Data shown:
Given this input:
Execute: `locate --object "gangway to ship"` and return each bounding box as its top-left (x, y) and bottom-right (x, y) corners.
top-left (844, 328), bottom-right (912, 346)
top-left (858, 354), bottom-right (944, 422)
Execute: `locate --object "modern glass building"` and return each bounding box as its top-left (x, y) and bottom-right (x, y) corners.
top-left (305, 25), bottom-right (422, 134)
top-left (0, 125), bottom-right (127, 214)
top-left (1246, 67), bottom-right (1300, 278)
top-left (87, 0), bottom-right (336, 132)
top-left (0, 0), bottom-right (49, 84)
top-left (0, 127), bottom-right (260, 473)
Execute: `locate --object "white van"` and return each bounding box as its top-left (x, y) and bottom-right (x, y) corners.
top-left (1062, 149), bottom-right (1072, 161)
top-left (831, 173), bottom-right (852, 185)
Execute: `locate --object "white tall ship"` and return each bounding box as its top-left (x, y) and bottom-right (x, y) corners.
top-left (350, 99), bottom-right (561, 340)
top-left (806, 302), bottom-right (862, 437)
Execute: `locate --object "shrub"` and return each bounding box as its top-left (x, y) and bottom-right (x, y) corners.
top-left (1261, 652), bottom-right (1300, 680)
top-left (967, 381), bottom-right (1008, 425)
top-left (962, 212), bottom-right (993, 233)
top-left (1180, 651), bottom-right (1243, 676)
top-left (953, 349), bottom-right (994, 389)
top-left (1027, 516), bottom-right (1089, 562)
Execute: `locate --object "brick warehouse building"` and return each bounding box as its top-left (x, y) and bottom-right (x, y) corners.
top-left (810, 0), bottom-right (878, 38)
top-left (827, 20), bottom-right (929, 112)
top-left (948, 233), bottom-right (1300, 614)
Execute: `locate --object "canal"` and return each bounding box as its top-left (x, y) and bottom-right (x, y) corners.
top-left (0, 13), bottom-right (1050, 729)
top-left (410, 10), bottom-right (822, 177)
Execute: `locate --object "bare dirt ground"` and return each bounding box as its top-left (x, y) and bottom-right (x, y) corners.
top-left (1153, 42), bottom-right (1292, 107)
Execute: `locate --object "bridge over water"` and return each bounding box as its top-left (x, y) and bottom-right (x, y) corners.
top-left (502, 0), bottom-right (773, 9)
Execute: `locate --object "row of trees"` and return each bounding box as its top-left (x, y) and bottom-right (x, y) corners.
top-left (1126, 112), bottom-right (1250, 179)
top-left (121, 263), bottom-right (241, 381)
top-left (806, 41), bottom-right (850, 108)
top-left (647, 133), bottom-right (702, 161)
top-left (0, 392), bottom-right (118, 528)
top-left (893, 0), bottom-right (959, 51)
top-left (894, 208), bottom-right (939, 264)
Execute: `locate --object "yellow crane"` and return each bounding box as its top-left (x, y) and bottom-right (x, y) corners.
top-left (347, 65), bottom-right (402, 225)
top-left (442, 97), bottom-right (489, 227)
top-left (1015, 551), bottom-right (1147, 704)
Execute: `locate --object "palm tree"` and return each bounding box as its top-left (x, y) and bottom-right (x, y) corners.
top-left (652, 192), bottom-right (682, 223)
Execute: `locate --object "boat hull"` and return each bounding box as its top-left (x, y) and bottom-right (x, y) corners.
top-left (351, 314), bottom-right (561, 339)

Exercise instructions: Your answer should consist of the material above, written out word for word.

Task answer:
Given this input:
Execute: `locate --object "gangway to ship"` and return each bounding box as its top-left (x, y) and bottom-right (x, y) corners.
top-left (844, 328), bottom-right (912, 346)
top-left (858, 354), bottom-right (944, 422)
Execute: `locate --object "modern glass building"` and return each bounding box as its top-left (x, y) and bottom-right (x, y) corners.
top-left (305, 25), bottom-right (422, 134)
top-left (0, 125), bottom-right (127, 214)
top-left (1246, 67), bottom-right (1300, 278)
top-left (87, 0), bottom-right (336, 132)
top-left (0, 0), bottom-right (49, 84)
top-left (0, 127), bottom-right (260, 473)
Execute: `locate --object "white van"` and return each bounding box as its top-left (x, y) and bottom-right (x, y) corners.
top-left (1062, 149), bottom-right (1072, 161)
top-left (831, 173), bottom-right (852, 185)
Execute: `locate --object "white tall ship"` and return each bounding box as its top-left (x, y) and bottom-right (x, y) corners.
top-left (350, 99), bottom-right (561, 340)
top-left (806, 302), bottom-right (862, 437)
Execute: `locate --object "shrub"` and return each bounding box as its top-left (x, y) and bottom-right (x, y) corners.
top-left (1261, 652), bottom-right (1300, 680)
top-left (967, 381), bottom-right (1008, 425)
top-left (962, 212), bottom-right (993, 233)
top-left (1180, 651), bottom-right (1243, 676)
top-left (953, 349), bottom-right (994, 389)
top-left (1027, 516), bottom-right (1089, 562)
Execute: `locate --object "brick warehouse building"` and return each bounding box as its top-left (x, y) and bottom-right (x, y) corners.
top-left (810, 0), bottom-right (878, 38)
top-left (827, 20), bottom-right (929, 112)
top-left (948, 233), bottom-right (1300, 614)
Execute: `locate --object "canal"` and return each bounding box as its top-left (x, y) and bottom-right (x, y) corners.
top-left (0, 13), bottom-right (1050, 729)
top-left (410, 10), bottom-right (822, 177)
Execute: `locate --object "bare dirt ground"` and return each bounding box as its top-left (x, y) and bottom-right (x, y) corners.
top-left (1153, 42), bottom-right (1292, 107)
Execute: `locate --object "bridge over water"` and return each bounding box as its top-left (x, y) and bottom-right (x, y) corners.
top-left (502, 0), bottom-right (773, 9)
Execute: `locate --object "row of trees"` and return each bounding box as its top-left (x, y) and bottom-right (x, y) corners.
top-left (1126, 112), bottom-right (1250, 179)
top-left (121, 263), bottom-right (241, 381)
top-left (806, 41), bottom-right (850, 108)
top-left (647, 133), bottom-right (702, 161)
top-left (0, 392), bottom-right (118, 528)
top-left (893, 0), bottom-right (959, 51)
top-left (894, 208), bottom-right (939, 264)
Execute: `locate --object "yellow crane"` and return each bounding box as its top-left (x, y) and bottom-right (x, y) corners.
top-left (347, 65), bottom-right (402, 225)
top-left (442, 97), bottom-right (489, 227)
top-left (1015, 551), bottom-right (1147, 704)
Execute: `locate --object "palm tree"` and return each bounding box as its top-left (x, y) and bottom-right (x, y) corners.
top-left (652, 192), bottom-right (682, 223)
Execute: `locate --object "boat hull"` and return each bounding box as its top-left (x, y) and bottom-right (x, y) corners.
top-left (351, 314), bottom-right (561, 339)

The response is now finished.